Among the lines below, take the one holding "Where can the white background", the one holding "Target: watch strap", and all lines between them. Set them down exactly.
═══
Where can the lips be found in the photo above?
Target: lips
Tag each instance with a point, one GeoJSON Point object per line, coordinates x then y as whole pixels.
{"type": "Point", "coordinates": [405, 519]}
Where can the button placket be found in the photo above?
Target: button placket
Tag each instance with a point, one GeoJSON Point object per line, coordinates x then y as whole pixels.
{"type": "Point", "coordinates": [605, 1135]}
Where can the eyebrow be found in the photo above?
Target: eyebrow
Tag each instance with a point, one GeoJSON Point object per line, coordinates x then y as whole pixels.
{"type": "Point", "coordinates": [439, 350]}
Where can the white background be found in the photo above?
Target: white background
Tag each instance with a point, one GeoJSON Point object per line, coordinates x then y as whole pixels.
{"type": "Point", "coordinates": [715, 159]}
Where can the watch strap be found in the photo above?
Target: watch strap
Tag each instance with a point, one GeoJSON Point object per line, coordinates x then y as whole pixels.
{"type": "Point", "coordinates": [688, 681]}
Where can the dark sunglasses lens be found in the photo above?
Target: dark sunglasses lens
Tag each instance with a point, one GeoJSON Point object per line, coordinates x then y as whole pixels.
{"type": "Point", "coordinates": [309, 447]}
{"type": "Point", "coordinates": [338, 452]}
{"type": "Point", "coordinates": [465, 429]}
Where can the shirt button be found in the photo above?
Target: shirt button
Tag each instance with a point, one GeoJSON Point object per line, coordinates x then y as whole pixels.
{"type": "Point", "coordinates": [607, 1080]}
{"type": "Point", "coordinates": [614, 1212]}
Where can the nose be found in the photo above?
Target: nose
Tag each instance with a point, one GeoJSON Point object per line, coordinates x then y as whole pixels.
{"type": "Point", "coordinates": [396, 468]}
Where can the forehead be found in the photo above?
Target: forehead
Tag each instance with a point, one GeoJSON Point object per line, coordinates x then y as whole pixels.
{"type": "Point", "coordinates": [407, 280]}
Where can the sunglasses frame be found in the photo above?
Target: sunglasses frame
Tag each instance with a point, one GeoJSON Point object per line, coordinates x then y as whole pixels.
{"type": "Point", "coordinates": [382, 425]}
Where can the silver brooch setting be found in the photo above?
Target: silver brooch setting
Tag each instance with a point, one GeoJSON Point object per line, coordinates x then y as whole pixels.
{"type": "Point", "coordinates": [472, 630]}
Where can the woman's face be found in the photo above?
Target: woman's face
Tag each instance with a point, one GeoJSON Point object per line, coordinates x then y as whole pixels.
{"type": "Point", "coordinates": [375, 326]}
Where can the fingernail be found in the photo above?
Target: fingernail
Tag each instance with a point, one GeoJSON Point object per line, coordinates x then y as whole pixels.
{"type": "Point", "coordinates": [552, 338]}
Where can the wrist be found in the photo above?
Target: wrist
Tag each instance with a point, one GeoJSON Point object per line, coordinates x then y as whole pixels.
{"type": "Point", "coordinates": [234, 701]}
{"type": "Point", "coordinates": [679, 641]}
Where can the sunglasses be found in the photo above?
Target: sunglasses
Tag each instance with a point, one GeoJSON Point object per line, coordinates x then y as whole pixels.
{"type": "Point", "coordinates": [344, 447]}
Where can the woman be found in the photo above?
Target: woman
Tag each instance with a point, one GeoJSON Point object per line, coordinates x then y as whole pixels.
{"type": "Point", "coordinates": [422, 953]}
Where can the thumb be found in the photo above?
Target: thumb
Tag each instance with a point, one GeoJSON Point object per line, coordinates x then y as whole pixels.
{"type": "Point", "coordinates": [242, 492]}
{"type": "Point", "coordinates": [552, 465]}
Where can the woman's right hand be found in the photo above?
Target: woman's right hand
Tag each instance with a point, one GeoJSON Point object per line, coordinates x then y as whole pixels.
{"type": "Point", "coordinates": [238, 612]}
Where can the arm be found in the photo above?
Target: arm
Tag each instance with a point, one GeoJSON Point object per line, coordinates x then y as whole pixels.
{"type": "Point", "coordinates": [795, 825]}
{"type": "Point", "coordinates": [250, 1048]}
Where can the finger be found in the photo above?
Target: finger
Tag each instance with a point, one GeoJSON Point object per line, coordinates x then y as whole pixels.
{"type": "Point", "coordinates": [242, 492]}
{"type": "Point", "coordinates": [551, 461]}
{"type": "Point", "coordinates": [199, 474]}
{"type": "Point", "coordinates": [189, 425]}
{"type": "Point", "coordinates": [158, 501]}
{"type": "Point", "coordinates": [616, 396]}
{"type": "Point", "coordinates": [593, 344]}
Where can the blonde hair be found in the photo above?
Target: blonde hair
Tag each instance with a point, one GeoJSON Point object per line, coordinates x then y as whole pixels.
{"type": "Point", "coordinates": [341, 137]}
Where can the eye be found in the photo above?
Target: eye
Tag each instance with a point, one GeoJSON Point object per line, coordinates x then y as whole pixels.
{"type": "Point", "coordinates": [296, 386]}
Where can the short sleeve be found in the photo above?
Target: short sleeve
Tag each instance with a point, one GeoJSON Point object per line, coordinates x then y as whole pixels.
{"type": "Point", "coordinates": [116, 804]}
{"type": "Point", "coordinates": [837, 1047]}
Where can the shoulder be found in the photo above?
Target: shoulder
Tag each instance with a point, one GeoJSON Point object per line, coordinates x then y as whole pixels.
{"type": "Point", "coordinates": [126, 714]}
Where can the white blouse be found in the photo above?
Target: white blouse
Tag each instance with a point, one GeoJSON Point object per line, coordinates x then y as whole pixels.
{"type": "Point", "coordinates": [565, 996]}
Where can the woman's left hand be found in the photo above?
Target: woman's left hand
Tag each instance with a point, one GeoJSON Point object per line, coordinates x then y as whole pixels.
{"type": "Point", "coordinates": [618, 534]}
═══
> [REPLY]:
Where can the white background be found in the photo above?
Target: white background
Tag each instance with a point, one GeoJSON Point object per line, coordinates x then y as whole pixels.
{"type": "Point", "coordinates": [715, 159]}
Where can the watch strap be found in the photo above?
Target: watch strap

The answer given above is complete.